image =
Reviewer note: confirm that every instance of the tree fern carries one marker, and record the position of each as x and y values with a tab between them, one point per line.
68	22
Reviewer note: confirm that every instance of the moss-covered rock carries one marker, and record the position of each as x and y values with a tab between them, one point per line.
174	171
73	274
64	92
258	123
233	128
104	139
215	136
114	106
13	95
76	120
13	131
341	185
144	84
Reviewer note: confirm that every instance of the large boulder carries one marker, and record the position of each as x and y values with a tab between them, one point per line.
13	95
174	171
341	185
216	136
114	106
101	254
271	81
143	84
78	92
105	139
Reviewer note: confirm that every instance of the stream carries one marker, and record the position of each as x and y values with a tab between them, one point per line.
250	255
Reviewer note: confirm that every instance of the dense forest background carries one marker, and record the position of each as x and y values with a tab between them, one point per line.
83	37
* * *
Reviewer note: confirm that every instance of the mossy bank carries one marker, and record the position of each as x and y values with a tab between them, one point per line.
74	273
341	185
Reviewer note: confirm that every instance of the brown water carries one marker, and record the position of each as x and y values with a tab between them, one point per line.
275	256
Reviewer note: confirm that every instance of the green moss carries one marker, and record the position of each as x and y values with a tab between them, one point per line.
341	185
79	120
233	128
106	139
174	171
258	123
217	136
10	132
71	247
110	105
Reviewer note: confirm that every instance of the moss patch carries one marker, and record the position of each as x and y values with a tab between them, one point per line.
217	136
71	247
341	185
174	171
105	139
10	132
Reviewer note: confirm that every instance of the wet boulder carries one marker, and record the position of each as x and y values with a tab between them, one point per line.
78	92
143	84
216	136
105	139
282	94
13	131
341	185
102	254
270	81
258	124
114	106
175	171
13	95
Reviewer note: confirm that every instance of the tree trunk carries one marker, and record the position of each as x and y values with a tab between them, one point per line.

## EXERCISE PROMPT
What is needed is a verbatim copy of every line in the records above from the one containing "Reviewer note: confirm that every instance of the moss patch" down to the one containing "Reviewer note: confirm that every instance of the tree trunk", both included, and nothing more.

## YOUR RESPONSE
Reviewer note: confirm that every instance of the moss patch carries one marker, and record the position of each as x and y values with a tab between them, one point per line.
217	136
71	247
341	185
174	171
105	139
10	132
Reviewer note: confirm that every instance of the wet boulder carries one marker, and record the position of each as x and y values with a tab between them, one point per line.
78	92
143	84
216	136
105	139
282	94
13	131
341	185
102	254
270	81
258	124
114	106
175	171
13	95
Reviewer note: confirm that every instance of the tree trunk carries one marker, and record the position of each as x and y values with a tab between them, one point per line.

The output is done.